*DATA SECTION*.
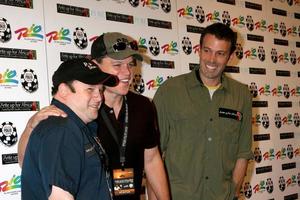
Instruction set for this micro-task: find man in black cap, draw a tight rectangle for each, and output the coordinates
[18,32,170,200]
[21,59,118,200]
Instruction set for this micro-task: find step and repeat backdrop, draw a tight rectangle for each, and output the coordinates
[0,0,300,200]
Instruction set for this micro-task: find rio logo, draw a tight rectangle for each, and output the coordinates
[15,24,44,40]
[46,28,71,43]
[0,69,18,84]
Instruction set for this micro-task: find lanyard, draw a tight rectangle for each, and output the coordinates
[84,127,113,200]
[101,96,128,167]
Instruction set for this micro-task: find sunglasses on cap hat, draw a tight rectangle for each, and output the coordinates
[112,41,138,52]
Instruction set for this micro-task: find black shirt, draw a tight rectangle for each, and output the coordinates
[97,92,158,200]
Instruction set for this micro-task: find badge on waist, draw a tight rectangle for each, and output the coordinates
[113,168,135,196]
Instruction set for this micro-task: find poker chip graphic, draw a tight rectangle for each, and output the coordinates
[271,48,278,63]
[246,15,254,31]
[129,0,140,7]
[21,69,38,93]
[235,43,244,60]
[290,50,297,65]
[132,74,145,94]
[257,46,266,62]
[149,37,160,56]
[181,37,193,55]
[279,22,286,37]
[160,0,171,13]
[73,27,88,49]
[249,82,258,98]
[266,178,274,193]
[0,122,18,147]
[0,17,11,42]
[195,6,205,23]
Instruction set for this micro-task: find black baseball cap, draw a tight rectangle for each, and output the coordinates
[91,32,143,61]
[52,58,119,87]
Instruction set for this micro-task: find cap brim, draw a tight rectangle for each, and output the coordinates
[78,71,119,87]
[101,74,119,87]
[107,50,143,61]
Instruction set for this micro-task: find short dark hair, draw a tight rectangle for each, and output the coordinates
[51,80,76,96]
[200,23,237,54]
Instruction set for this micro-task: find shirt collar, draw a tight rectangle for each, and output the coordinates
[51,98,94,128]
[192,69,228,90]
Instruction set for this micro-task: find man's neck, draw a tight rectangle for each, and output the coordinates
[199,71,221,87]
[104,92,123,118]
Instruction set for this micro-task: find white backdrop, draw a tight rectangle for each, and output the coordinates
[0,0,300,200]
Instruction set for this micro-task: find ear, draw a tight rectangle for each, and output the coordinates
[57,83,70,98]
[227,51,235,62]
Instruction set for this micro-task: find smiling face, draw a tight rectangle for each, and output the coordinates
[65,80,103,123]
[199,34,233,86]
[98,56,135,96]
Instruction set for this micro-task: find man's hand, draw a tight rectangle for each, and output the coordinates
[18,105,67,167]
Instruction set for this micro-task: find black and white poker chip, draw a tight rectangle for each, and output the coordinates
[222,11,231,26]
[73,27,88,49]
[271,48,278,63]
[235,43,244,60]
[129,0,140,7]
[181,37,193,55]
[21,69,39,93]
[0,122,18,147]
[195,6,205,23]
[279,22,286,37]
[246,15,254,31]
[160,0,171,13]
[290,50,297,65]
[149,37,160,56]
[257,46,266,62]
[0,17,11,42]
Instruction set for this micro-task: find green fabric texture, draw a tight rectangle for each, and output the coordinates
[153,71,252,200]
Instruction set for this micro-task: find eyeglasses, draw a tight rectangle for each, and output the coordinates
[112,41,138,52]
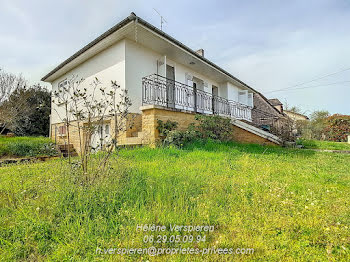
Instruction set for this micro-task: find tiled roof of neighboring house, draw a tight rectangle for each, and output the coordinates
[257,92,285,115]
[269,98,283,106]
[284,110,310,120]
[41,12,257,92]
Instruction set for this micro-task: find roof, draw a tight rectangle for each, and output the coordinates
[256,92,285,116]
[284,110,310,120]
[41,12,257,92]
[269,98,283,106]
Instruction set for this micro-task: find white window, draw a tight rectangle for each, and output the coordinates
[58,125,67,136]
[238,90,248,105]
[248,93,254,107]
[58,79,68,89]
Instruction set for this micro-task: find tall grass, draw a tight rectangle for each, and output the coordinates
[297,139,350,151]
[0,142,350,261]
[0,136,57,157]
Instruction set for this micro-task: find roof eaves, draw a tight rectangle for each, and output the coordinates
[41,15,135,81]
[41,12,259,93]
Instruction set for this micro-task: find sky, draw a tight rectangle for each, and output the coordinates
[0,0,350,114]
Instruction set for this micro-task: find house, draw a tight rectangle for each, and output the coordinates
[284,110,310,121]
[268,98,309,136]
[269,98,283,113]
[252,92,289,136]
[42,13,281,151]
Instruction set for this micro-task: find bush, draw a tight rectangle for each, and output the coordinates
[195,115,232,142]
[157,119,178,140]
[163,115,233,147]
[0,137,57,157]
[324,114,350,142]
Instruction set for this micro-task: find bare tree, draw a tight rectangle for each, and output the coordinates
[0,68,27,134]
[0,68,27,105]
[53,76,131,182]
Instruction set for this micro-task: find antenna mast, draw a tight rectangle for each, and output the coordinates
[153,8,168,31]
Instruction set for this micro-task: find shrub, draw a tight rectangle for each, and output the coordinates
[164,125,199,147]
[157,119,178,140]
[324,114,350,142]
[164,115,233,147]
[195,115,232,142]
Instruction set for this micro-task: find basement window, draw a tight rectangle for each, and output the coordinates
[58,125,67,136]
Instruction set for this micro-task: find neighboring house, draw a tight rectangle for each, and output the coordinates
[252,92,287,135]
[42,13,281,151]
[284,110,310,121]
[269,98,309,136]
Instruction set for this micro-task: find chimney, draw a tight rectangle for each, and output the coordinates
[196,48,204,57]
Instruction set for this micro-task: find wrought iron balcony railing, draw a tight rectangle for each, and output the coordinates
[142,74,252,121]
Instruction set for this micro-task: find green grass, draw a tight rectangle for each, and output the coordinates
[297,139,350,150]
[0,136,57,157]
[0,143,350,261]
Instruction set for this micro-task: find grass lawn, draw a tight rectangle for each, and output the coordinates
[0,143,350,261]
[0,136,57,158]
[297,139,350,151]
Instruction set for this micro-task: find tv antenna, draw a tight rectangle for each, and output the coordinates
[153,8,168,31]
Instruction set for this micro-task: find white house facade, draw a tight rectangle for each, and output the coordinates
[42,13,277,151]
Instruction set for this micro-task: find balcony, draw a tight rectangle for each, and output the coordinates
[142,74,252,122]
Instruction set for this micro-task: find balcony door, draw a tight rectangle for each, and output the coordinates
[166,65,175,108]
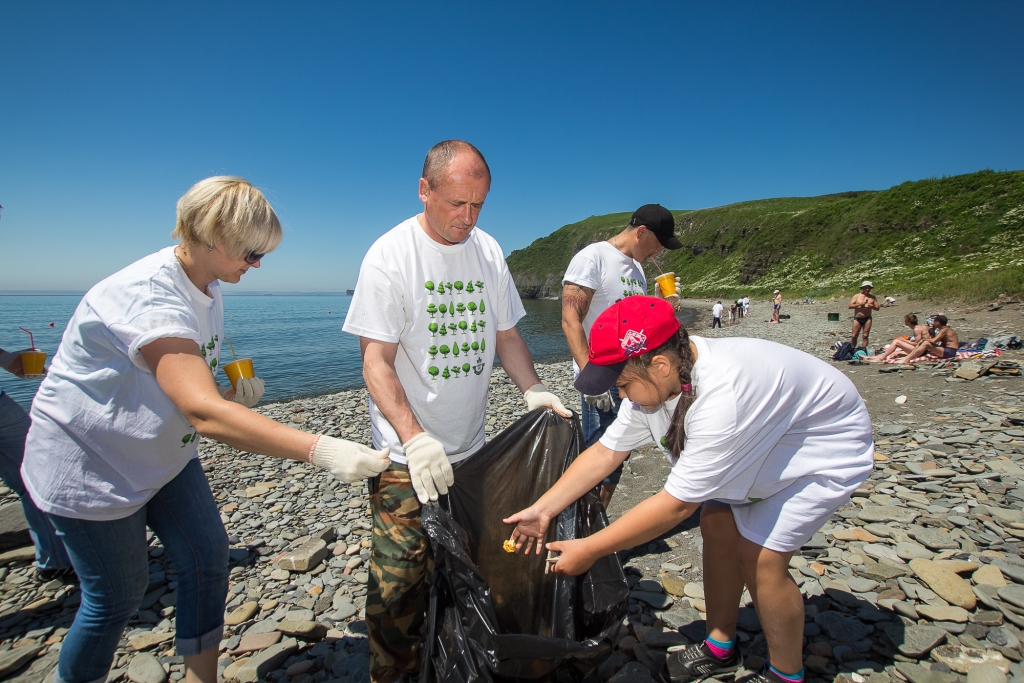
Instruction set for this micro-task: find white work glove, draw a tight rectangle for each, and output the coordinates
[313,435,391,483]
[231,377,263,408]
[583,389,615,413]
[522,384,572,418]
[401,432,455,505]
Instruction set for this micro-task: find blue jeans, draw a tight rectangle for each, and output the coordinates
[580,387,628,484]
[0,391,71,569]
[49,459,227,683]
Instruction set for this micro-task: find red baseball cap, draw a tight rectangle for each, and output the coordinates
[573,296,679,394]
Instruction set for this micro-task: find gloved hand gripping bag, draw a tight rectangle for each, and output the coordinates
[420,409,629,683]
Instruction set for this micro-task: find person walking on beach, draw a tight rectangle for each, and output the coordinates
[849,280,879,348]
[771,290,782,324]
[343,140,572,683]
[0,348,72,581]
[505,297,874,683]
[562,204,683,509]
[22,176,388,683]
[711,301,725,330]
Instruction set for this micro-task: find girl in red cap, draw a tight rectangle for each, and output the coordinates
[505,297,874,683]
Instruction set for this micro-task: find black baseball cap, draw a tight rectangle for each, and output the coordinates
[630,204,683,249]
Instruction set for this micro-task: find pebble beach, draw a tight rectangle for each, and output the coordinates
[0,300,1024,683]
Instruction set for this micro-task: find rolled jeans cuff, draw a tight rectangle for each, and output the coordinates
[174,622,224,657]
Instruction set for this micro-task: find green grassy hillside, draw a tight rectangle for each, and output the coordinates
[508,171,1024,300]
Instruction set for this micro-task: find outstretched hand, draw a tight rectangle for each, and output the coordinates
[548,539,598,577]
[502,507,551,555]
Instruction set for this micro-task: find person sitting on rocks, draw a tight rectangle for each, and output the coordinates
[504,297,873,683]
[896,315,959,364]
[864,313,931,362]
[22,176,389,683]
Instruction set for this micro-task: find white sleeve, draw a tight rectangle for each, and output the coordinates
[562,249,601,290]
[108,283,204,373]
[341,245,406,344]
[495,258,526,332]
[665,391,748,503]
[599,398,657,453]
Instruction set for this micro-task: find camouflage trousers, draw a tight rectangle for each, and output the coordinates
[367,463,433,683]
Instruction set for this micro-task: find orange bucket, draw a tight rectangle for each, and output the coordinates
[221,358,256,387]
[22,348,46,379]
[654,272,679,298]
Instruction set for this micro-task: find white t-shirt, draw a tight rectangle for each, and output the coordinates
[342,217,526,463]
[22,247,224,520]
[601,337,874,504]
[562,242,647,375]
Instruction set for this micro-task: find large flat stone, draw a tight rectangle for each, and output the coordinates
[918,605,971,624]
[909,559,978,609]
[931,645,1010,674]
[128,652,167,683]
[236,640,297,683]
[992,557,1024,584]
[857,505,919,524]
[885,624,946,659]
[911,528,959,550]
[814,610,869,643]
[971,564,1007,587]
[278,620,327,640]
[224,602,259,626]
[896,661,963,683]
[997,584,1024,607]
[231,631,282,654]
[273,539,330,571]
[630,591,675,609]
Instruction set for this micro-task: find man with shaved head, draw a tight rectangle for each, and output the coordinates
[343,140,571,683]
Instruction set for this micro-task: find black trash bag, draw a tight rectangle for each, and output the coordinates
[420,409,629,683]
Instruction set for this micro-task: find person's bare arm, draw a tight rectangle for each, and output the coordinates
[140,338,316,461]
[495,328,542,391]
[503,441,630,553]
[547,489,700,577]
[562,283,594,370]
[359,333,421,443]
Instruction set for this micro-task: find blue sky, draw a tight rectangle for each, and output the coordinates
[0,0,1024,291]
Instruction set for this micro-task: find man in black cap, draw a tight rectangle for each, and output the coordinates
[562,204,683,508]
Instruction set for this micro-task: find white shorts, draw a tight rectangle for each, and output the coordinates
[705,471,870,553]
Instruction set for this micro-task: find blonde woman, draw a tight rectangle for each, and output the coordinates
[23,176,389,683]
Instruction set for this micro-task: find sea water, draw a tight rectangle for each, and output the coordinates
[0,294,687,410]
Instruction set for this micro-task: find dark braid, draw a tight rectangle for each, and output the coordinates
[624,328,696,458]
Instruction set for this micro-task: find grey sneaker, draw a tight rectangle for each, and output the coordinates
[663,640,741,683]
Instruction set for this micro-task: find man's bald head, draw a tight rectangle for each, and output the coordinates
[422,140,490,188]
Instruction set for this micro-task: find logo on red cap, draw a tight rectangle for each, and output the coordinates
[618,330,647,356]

*PROBLEM DETAILS*.
Copy the part of the listing that opens with the line containing "Instruction set for this micro-task: find gloved" and closes with the line containing "[599,398,657,453]", reproducing it line for line without any changes.

*EXERCISE RESPONSE*.
Instruction set for this micro-task: find gloved hand gripping bag, draw a tight rectangle for each, and output the coordinates
[420,409,629,683]
Instruction set for this micro-task: find person walking on beach, draw a tight rectangle for each, and output the coordinates
[849,280,879,348]
[771,290,782,324]
[343,140,572,683]
[0,348,72,581]
[505,297,874,683]
[562,204,683,509]
[22,176,388,683]
[711,301,725,330]
Instruction set for this micro-task: find girl in red cap, draw a tight rectangle for each, and output the coordinates
[505,297,874,683]
Instruction set for this micro-task: find black baseball cap, draw a tight rectangle for each, and output the coordinates
[630,204,683,249]
Instruction set for this micro-task: find pebble beach, draw a tight rectangle for each, and output the coordinates
[0,300,1024,683]
Instruction set for this micro-task: find rolled jeans cuff, draw a tight rectangle for each, and output the coordinates
[174,622,224,657]
Instruction set for this micro-task: find green grassy hillside, draw a tight rectangle for each, and output the coordinates
[508,171,1024,300]
Instruction set for this micro-task: find outstretched hand, draw a tight rectangle for each, and output the coordinates
[548,539,598,577]
[502,507,551,555]
Instruction set for this micro-task: find person sitting on rocks, draw a tight rectangle for each, and output the coordinates
[504,297,873,683]
[896,315,959,364]
[864,313,931,362]
[22,176,389,683]
Instruction set for this micro-task: find white sleeve, draw a tight rectangle for each, and output the coordinates
[562,249,601,290]
[108,283,204,373]
[341,245,406,344]
[495,258,526,332]
[665,391,748,503]
[599,398,657,453]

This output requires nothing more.